Excerpted records:
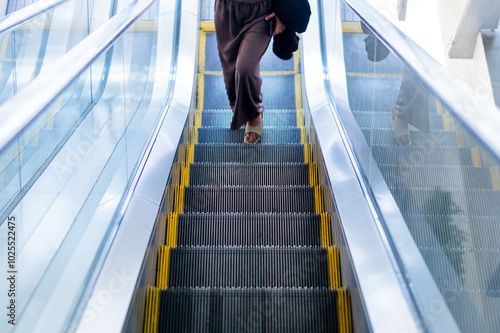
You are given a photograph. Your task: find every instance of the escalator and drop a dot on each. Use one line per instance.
(151, 215)
(247, 228)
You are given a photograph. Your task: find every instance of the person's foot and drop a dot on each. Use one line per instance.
(400, 129)
(253, 130)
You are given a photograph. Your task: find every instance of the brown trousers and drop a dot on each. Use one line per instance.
(242, 38)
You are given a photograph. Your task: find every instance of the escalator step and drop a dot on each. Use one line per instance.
(420, 155)
(248, 268)
(382, 120)
(249, 174)
(441, 231)
(269, 135)
(368, 93)
(186, 310)
(428, 177)
(249, 230)
(432, 139)
(447, 202)
(222, 118)
(242, 153)
(245, 199)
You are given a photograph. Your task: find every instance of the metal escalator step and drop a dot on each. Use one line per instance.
(431, 139)
(428, 177)
(249, 174)
(382, 120)
(245, 199)
(242, 153)
(357, 61)
(222, 118)
(442, 232)
(249, 230)
(369, 93)
(280, 311)
(422, 155)
(270, 135)
(447, 202)
(248, 268)
(278, 92)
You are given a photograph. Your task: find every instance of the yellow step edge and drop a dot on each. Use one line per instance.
(152, 310)
(194, 135)
(303, 135)
(495, 177)
(307, 154)
(173, 219)
(318, 199)
(179, 199)
(163, 267)
(326, 238)
(344, 311)
(298, 92)
(197, 120)
(300, 117)
(261, 72)
(476, 157)
(201, 57)
(201, 90)
(185, 174)
(191, 154)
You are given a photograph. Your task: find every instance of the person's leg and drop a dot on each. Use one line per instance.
(400, 111)
(248, 82)
(228, 48)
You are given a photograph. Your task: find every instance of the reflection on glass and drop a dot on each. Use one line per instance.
(65, 176)
(446, 185)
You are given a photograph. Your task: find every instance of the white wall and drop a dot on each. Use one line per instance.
(3, 7)
(432, 24)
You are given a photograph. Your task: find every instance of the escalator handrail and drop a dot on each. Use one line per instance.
(26, 14)
(34, 98)
(478, 116)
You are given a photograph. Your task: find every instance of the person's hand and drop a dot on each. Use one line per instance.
(280, 27)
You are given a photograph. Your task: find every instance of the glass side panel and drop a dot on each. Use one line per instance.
(66, 183)
(38, 44)
(445, 183)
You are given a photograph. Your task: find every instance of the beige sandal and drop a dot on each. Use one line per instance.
(253, 129)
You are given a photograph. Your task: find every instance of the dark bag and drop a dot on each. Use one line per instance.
(285, 44)
(293, 13)
(295, 16)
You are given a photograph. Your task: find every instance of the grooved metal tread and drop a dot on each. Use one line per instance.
(198, 310)
(382, 120)
(270, 135)
(249, 174)
(435, 138)
(248, 268)
(249, 230)
(244, 153)
(421, 155)
(428, 177)
(248, 199)
(447, 202)
(276, 118)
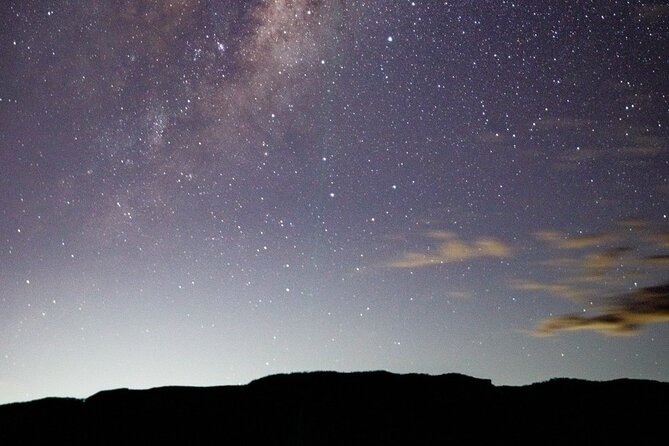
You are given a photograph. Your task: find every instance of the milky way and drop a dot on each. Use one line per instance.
(203, 192)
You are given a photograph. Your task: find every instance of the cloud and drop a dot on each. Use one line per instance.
(451, 250)
(661, 239)
(606, 259)
(559, 240)
(645, 306)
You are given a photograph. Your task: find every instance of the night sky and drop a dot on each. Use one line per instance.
(205, 192)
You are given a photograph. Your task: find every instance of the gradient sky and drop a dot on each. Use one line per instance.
(206, 192)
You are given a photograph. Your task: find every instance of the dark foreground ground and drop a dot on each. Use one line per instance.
(347, 409)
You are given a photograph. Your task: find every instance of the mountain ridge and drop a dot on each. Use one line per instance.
(348, 408)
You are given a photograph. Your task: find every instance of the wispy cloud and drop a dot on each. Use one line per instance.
(451, 249)
(599, 266)
(645, 306)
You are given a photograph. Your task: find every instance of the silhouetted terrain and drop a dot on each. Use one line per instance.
(350, 408)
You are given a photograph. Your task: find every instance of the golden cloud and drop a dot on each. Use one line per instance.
(452, 250)
(645, 306)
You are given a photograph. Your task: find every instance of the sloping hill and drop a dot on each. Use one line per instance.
(349, 408)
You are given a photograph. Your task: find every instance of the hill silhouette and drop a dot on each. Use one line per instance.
(347, 409)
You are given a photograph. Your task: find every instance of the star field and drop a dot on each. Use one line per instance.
(202, 193)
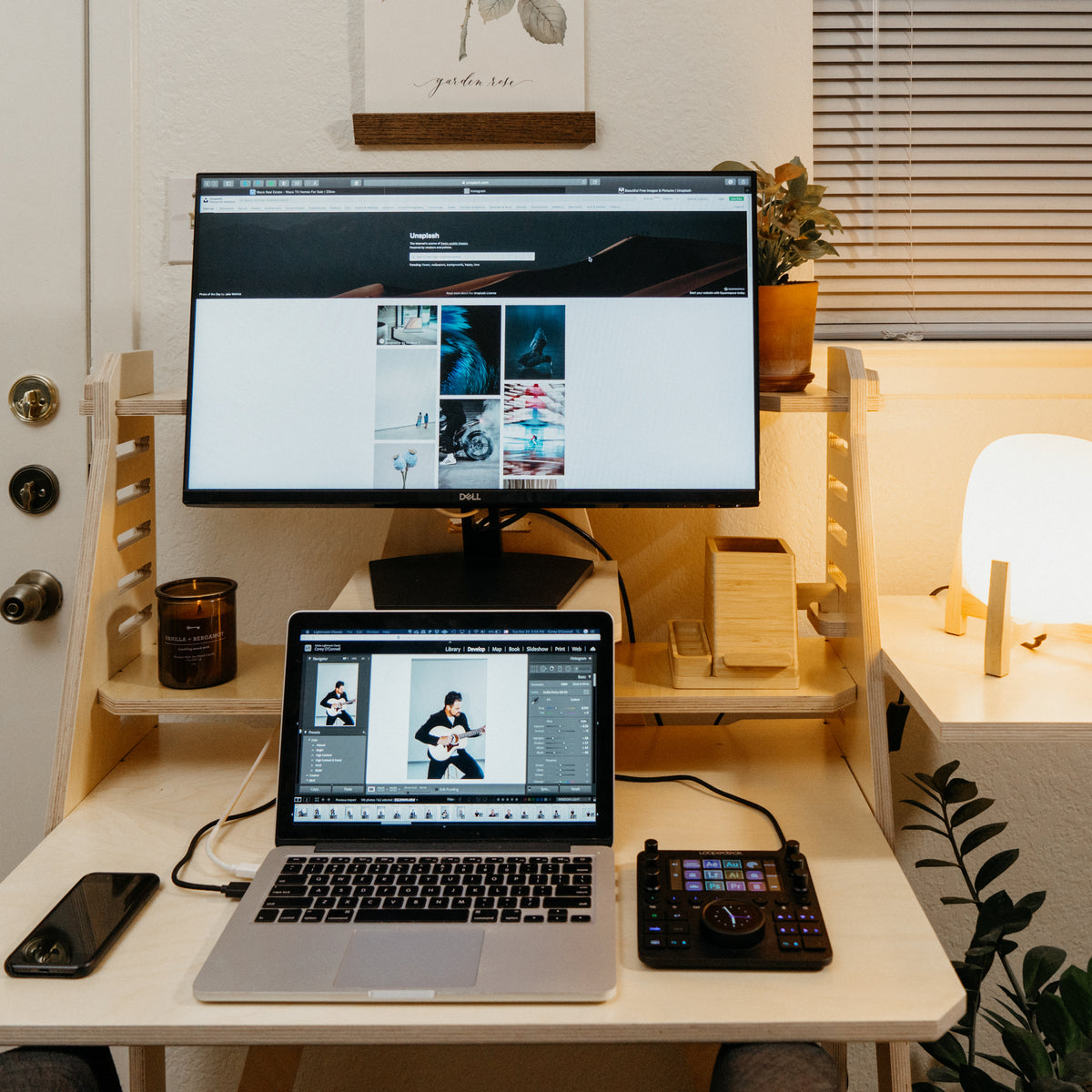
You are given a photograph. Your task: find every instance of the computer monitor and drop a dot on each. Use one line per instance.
(502, 341)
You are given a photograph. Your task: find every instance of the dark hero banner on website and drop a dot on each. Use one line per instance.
(560, 252)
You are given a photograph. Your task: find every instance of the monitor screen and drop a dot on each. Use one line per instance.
(505, 339)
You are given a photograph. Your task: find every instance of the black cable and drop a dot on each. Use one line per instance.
(514, 516)
(704, 784)
(232, 890)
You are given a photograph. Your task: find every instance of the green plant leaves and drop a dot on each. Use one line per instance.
(994, 867)
(1076, 989)
(1057, 1026)
(1027, 1052)
(1040, 966)
(1049, 1043)
(981, 835)
(971, 811)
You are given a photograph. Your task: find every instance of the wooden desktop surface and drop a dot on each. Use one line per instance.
(889, 980)
(1047, 693)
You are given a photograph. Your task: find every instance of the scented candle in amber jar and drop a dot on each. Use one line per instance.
(197, 632)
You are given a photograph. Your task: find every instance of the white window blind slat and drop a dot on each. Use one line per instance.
(955, 137)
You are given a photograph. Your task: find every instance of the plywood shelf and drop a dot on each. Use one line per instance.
(643, 682)
(1044, 697)
(256, 689)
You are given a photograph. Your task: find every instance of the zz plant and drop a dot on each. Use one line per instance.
(1046, 1016)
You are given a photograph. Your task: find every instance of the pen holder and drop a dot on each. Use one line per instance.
(197, 632)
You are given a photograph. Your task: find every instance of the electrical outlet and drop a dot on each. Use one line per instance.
(179, 221)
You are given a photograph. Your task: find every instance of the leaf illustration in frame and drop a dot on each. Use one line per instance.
(544, 20)
(494, 9)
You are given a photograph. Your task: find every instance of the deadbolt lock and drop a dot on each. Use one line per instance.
(34, 490)
(34, 399)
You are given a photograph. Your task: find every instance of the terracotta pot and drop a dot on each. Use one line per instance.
(786, 323)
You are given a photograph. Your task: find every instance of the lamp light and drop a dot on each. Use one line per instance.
(1026, 539)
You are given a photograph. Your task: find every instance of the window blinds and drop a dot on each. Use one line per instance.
(956, 140)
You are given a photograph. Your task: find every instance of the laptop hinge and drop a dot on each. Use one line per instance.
(432, 849)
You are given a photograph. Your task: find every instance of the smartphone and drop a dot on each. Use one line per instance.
(70, 940)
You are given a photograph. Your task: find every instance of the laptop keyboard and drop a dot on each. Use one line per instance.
(365, 889)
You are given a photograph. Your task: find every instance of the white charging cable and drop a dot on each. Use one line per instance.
(245, 872)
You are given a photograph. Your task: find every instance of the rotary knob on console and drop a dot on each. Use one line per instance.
(798, 878)
(733, 924)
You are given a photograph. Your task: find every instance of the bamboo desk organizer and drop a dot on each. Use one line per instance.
(112, 698)
(748, 636)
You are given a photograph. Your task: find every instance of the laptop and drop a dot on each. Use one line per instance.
(445, 814)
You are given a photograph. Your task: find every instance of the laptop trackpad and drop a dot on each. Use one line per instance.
(416, 958)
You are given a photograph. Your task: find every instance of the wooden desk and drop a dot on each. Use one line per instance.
(1047, 694)
(889, 980)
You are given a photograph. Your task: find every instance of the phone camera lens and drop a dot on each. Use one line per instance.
(46, 950)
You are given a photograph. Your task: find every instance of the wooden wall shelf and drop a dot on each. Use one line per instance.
(256, 689)
(574, 129)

Given exercise: Everything from the line containing "the laptop keyboard" to the end of the records must be written out exactly; include both of those lines and no others.

Response to this exercise:
You are given a photograph. Your task: find every instance of the laptop keyboard and drop a dot on each. Use one line per instance.
(365, 889)
You are given a photograph. Your task: find every instance of the white charging cable and drop a dot on each. Use one line per instance.
(245, 872)
You are given a photograph. Your task: find every instance of the rotary knob on console and drop a dot on each. Use one line per instance.
(798, 878)
(733, 924)
You are given a photograph. Your task: find every instance of the bamboo desk organizer and drop a dot on each. Use one line per instance.
(112, 698)
(748, 636)
You are given a photograph. Your task: find every instance of the laptop and drop a dot on each. Use one line per instance.
(445, 814)
You are given a photograph. Your task: find every instance of the laptop trackpad and drop a dot on each. Use one line per instance.
(416, 958)
You are given a photograph. Your task: find every instance of the wooden desk and drop a dot on each. Use one line per instance.
(1047, 694)
(889, 980)
You are given a photograph. Your task: find every instance of the phone camera lens and drop a dot on each. Use one line per instance.
(46, 950)
You are given a photograph. Your task: find every instance of the wooden wall shelf and drop a dot on each. Use one line per instance.
(256, 689)
(574, 129)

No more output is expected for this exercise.